--- TASK PROMPT ---
Return every line of the records below that contains the string "query", matching case.

## Begin

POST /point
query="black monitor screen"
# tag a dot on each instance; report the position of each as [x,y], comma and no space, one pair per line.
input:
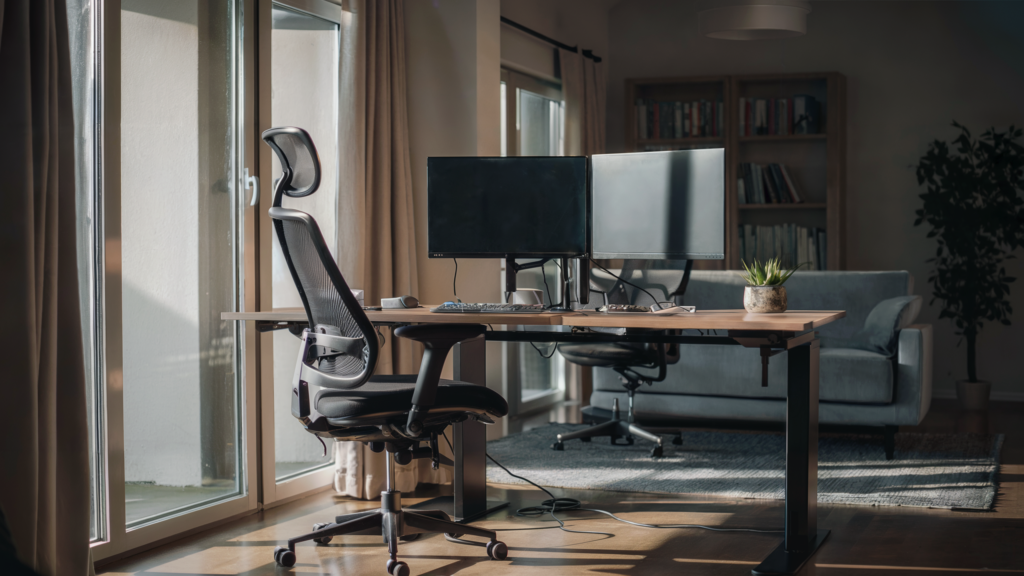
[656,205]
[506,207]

## End
## Begin

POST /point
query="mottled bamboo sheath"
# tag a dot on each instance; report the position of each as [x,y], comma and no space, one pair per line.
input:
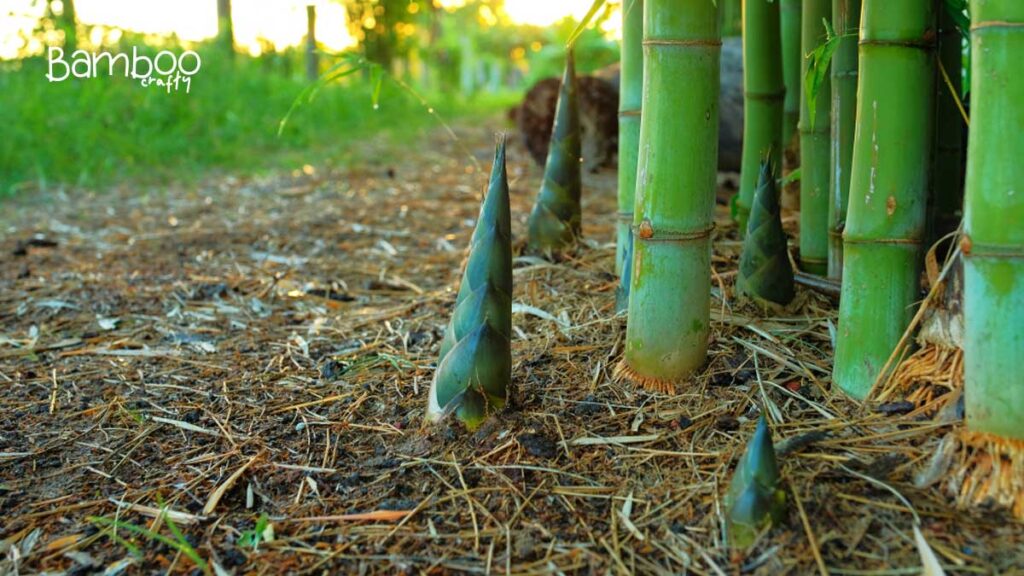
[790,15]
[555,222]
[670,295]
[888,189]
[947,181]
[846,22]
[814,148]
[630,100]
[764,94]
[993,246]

## End

--- RESULT OF THIS TASK ---
query="black monitor screen"
query="mottled bamboo sheath"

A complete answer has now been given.